THE EXERCISE:
Count how many lines in the records below contain the string "with", treating uppercase and lowercase as different. Reply only the number.

EXCERPTED RECORDS:
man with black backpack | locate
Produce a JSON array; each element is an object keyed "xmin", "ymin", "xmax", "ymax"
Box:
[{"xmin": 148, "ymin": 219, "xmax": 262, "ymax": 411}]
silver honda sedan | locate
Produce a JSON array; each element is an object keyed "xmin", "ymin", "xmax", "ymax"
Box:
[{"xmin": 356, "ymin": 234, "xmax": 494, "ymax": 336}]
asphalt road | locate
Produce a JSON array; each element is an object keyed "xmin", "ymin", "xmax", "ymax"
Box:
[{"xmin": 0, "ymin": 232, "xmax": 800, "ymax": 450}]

...

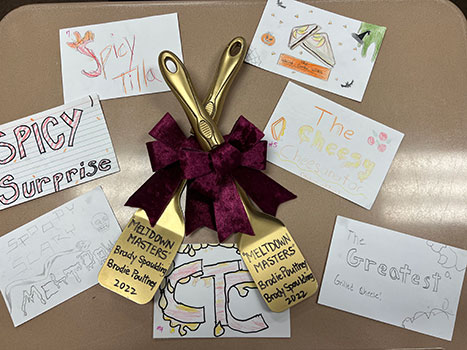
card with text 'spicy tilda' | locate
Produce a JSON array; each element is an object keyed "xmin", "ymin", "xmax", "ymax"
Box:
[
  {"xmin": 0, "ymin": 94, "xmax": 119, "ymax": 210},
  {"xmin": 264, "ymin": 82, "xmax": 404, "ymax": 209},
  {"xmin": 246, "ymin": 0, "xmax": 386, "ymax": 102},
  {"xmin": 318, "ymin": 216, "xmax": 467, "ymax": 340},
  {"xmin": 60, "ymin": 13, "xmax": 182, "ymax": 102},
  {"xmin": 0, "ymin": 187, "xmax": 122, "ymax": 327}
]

WORKED SOLUTION:
2